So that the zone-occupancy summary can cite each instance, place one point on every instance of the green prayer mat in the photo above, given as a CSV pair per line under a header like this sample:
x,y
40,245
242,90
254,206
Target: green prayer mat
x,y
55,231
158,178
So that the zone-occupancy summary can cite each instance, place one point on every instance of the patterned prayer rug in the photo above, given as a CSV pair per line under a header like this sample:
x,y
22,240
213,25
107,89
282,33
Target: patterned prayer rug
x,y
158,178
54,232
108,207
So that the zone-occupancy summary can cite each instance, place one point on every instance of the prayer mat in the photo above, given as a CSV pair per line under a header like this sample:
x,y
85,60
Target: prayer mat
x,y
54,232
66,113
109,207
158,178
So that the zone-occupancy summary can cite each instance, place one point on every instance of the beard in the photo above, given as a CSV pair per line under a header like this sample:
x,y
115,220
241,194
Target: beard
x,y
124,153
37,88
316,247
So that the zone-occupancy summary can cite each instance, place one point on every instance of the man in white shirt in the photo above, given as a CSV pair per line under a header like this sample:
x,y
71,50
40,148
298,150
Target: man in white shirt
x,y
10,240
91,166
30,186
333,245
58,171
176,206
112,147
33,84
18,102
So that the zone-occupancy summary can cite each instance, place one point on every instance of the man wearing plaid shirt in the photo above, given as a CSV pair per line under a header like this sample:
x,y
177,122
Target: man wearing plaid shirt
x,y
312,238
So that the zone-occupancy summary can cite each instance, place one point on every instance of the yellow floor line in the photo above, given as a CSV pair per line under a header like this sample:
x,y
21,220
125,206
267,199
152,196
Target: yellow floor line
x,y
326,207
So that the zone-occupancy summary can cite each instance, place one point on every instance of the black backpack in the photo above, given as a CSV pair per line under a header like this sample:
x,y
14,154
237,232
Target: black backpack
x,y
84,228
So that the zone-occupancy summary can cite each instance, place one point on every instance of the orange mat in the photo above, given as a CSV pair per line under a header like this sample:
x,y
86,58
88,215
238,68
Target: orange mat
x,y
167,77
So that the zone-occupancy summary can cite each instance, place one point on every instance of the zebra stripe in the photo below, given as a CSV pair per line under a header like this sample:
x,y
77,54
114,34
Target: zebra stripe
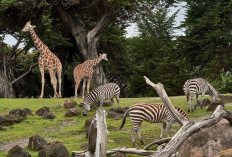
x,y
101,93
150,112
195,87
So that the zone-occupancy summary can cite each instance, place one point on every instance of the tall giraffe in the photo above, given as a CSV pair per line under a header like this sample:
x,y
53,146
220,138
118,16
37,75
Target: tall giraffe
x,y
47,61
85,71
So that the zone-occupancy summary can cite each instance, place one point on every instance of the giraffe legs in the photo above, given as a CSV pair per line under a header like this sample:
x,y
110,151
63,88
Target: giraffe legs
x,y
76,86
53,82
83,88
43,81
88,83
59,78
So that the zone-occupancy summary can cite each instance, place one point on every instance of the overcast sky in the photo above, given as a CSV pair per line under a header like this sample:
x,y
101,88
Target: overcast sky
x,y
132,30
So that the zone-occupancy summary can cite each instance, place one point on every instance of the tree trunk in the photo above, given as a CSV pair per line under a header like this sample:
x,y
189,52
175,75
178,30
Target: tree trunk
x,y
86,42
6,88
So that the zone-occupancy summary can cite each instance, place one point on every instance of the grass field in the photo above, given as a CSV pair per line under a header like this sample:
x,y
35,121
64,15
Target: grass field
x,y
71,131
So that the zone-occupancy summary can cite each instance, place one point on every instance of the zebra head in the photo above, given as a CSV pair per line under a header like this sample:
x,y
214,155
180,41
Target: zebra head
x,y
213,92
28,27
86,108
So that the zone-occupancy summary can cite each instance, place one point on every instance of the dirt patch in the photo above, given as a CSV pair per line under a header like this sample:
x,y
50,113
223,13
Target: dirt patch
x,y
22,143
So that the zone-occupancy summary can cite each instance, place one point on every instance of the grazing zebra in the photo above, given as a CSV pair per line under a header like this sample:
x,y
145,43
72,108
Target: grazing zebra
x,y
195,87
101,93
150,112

■ ■ ■ ■ ■ ■ ■

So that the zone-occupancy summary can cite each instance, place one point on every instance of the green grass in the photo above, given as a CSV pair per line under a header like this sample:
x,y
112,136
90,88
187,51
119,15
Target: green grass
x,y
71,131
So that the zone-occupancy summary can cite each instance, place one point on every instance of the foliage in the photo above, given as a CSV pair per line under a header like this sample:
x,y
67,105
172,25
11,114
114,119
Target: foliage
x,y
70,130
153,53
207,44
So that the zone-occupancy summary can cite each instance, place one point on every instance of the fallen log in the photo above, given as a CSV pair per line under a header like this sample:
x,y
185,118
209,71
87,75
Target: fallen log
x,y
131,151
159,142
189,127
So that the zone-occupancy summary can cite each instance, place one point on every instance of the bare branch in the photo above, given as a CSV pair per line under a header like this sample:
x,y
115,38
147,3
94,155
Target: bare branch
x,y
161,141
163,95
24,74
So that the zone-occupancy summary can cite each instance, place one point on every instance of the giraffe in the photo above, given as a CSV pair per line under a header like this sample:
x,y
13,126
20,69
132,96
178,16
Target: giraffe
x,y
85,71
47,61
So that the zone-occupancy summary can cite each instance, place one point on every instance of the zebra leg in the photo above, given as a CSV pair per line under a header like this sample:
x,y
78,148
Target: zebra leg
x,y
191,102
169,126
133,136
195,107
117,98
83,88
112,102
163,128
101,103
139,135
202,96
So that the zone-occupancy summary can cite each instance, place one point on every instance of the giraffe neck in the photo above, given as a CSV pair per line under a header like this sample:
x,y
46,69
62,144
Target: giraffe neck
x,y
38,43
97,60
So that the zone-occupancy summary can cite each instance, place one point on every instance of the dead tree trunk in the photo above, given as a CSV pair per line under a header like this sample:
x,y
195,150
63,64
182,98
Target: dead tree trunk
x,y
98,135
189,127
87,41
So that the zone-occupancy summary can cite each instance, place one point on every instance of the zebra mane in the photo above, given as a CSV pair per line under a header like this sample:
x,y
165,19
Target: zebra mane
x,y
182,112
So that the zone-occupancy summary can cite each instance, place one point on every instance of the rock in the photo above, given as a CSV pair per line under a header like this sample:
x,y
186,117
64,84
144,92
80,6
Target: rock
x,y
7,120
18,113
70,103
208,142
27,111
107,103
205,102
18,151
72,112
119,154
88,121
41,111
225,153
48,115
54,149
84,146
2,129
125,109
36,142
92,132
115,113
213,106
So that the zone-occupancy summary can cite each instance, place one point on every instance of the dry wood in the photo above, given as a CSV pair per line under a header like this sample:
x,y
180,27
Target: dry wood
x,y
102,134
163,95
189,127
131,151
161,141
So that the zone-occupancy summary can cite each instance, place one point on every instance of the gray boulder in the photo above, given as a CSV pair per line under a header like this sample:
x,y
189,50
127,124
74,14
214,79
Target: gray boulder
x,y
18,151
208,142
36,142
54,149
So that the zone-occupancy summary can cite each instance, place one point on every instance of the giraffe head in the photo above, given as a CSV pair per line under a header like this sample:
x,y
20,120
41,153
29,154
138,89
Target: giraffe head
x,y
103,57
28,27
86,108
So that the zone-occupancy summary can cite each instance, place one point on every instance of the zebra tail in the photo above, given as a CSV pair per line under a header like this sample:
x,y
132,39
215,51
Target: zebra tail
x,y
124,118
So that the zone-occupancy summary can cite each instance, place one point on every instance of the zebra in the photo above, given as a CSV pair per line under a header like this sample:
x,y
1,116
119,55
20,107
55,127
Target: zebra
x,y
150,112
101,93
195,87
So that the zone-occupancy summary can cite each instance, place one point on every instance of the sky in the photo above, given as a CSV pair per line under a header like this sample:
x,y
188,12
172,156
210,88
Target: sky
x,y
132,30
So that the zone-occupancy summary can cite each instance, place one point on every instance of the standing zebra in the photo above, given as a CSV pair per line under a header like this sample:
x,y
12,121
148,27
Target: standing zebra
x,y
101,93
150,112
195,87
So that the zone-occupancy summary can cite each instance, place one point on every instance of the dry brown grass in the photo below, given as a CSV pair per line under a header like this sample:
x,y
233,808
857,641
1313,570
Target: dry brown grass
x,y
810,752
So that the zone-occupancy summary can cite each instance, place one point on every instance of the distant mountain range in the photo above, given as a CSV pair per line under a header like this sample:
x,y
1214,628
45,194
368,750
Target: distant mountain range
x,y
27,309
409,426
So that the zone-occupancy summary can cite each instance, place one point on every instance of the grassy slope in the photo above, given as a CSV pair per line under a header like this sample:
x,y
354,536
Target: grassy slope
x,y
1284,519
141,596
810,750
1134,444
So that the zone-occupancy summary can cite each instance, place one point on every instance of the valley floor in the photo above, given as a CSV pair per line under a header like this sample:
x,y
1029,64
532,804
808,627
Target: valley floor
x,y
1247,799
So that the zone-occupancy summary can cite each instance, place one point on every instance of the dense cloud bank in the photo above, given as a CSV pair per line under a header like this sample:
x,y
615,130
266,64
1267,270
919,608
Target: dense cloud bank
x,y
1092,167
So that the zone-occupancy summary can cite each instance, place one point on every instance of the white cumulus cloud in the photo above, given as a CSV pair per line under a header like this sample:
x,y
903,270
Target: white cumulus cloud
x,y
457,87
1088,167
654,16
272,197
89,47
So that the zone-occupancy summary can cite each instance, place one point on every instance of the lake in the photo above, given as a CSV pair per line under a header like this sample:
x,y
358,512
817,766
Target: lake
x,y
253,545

■ ■ ■ ■ ■ ■ ■

- [Work request]
If a line in the data above includes the string "below", copy it.

- [Answer to the problem]
So that the zone-occupancy summary can cite each instance, place one point on every instance of the zebra stripe in the photo below, given as a CSV pair per line under a header like this sample:
So that the zone-occupancy summary can cite each instance, place one point on every instance of the dry brown grass in the photo below, given as a CSV pair per line under a header like this sample:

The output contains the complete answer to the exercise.